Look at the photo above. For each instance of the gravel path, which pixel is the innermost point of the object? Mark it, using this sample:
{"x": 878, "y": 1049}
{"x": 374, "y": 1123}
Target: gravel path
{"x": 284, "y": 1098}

------------

Lay out each line of the records above as a Markdown table with the columns "Row" and "Line", omitting blank lines.

| Row | Line |
|---|---|
| 1 | Look at the photo above. For each instance of the gravel path, which pixel is the innermost point of the object? Mark it, using this sample: |
| 2 | {"x": 878, "y": 1049} |
| 3 | {"x": 374, "y": 1123} |
| 4 | Target: gravel path |
| 5 | {"x": 284, "y": 1098} |